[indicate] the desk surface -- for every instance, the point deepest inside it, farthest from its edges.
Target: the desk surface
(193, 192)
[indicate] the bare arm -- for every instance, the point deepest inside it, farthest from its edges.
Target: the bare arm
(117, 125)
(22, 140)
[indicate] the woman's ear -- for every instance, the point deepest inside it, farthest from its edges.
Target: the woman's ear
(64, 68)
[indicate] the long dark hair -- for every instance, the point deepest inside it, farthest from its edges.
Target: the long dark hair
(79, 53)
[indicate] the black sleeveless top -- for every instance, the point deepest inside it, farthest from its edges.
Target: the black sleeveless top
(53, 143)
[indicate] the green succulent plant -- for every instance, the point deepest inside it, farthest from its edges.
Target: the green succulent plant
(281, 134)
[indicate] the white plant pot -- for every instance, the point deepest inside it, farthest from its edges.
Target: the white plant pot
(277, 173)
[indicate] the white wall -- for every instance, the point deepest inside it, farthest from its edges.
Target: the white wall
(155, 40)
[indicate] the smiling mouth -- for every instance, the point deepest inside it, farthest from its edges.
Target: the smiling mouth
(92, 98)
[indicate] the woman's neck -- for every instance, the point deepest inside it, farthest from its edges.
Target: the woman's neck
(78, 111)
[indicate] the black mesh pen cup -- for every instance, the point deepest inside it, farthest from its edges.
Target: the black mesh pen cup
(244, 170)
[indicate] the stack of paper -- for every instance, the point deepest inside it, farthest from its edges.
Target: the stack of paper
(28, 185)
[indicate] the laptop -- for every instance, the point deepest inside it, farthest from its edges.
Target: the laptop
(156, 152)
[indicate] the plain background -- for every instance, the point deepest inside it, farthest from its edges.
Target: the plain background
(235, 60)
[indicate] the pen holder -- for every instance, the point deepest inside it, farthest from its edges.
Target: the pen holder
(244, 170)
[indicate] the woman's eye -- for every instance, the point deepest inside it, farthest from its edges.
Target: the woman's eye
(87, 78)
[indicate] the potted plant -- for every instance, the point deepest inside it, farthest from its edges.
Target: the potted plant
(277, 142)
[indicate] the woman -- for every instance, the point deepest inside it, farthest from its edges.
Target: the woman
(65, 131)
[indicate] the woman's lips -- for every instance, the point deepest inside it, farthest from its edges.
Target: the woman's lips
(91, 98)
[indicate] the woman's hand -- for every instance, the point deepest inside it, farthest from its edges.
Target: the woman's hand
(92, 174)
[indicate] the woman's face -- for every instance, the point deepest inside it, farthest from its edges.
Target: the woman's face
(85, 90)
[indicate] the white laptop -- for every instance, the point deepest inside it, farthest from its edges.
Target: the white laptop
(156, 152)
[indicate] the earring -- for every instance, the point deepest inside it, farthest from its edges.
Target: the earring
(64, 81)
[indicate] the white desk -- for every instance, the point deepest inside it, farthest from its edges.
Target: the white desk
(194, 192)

---

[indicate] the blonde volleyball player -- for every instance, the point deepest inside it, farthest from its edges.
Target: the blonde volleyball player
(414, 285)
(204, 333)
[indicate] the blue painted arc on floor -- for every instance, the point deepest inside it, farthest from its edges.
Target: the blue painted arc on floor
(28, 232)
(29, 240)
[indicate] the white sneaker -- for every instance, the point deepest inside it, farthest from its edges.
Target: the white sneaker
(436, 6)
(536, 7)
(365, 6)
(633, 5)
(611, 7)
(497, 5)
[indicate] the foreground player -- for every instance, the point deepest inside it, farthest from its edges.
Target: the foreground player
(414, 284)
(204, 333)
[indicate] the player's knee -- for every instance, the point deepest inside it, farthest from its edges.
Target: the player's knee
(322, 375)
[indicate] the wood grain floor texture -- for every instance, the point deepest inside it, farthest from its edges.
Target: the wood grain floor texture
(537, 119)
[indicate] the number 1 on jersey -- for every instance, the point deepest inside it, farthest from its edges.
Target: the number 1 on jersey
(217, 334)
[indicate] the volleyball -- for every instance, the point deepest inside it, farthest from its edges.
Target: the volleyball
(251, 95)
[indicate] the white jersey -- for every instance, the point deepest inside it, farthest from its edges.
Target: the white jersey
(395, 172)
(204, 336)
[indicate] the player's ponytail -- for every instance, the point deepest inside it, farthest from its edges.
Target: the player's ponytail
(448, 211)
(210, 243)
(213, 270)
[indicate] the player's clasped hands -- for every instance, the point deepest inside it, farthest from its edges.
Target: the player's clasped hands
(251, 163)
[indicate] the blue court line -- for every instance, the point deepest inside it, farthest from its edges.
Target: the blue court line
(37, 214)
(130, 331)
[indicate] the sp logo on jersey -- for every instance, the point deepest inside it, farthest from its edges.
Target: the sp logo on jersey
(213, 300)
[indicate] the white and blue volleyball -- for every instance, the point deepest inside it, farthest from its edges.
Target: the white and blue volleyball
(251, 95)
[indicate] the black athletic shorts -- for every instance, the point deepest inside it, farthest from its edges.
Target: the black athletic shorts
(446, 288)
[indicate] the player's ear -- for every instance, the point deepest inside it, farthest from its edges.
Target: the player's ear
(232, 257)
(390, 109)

* _Aim of the task_
The lines above from the one with "Target: the smiling mouth" through the one with "[indicate] the white laptop" are to be duplicated exactly, ends included, with nothing added.

* _Task response_
Target: the smiling mouth
(92, 98)
[indicate] the woman's neck -- for every instance, the point deepest inside it, farthest from its edges.
Target: the woman's neck
(78, 111)
[indicate] the black mesh pen cup -- for every instance, the point deepest inside it, farthest from its edges.
Target: the black mesh pen cup
(244, 170)
[indicate] the stack of paper -- for every instance, the point deepest inside it, farthest from its edges.
Target: the stack of paper
(28, 185)
[indicate] the laptop -- for every instance, the point deepest inside it, farthest from its edges.
Target: the laptop
(156, 152)
[indicate] the plain background -- for every instance, the point deepest inside it, farthest from its edges.
Target: the plain background
(235, 60)
[indicate] the pen holder -- for every instance, the point deepest inside it, farthest from its edges.
Target: the pen holder
(244, 170)
[indicate] the woman's eye -- for every instance, the point deepest inside it, farthest from its edges.
Target: the woman's eye
(87, 78)
[indicate] the potted plant -- for every instance, the point deepest inside it, farthest from its edges.
Target: the potted plant
(277, 142)
[indicate] the woman -- for every instance, the point deepest inside it, farthest from its edges.
Target: the woman
(65, 131)
[indicate] the woman's lips -- for every instance, the point deepest inside it, farthest from its edges.
Target: the woman's lips
(91, 98)
[indicate] the woman's hand -- for every instance, the point deepest inside it, farthest from its edges.
Target: the woman's hand
(92, 174)
[indicate] the woman's face -- for every instance, the point deepest inside it, farthest from its edges.
Target: the woman's face
(85, 90)
[indicate] the white laptop -- for every instance, the point deepest inside it, farthest from its edges.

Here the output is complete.